Work required —
Could you reproduce the data from the line with "As a courtesy, could you identify the tall" up to and including the line with "[706,0,759,100]", keeping the request unchanged and multiplying every bounding-box coordinate in the answer by 1.45? Round each result to a whole number, with halves going up, and give only those lines.

Exercise materials —
## BEGIN
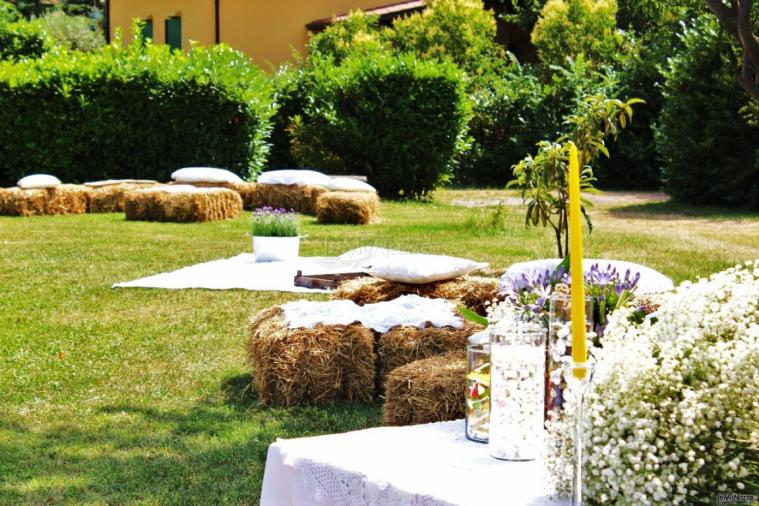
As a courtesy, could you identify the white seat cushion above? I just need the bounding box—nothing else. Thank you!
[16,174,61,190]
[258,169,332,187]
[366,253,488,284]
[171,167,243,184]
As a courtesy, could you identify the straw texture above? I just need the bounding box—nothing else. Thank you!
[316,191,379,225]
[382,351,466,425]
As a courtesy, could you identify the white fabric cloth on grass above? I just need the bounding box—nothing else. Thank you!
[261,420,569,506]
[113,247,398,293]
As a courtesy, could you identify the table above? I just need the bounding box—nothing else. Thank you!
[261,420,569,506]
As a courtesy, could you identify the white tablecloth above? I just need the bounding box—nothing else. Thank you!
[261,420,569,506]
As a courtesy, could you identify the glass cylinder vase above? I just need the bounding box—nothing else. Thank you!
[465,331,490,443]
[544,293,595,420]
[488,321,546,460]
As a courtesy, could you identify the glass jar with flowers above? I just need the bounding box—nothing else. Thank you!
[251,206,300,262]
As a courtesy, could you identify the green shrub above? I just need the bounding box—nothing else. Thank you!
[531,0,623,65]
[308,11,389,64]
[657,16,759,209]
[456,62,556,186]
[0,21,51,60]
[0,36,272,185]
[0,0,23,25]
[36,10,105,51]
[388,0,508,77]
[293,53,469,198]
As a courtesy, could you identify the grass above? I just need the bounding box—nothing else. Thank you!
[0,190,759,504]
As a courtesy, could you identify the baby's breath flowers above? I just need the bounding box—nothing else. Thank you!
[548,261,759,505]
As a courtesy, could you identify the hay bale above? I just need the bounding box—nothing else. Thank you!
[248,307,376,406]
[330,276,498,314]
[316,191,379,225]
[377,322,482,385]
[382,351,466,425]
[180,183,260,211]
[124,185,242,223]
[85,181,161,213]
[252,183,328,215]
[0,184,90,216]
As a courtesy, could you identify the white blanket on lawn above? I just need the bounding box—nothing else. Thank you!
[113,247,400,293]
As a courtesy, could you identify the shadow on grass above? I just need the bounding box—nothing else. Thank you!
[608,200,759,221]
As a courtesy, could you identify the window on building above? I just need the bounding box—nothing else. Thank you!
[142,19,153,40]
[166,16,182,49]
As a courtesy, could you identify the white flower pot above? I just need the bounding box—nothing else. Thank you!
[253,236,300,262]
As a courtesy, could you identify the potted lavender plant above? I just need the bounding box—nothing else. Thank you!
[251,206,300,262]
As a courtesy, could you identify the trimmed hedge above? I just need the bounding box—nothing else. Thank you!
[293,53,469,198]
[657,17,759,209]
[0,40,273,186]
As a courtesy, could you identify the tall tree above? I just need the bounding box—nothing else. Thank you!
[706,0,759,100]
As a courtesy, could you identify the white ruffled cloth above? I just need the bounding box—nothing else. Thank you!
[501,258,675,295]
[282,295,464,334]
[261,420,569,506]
## END
Result of this exercise —
As a courtesy, could you identify the tall tree above? I just need the bounding box—nothing else. Thank you!
[1024,0,1101,145]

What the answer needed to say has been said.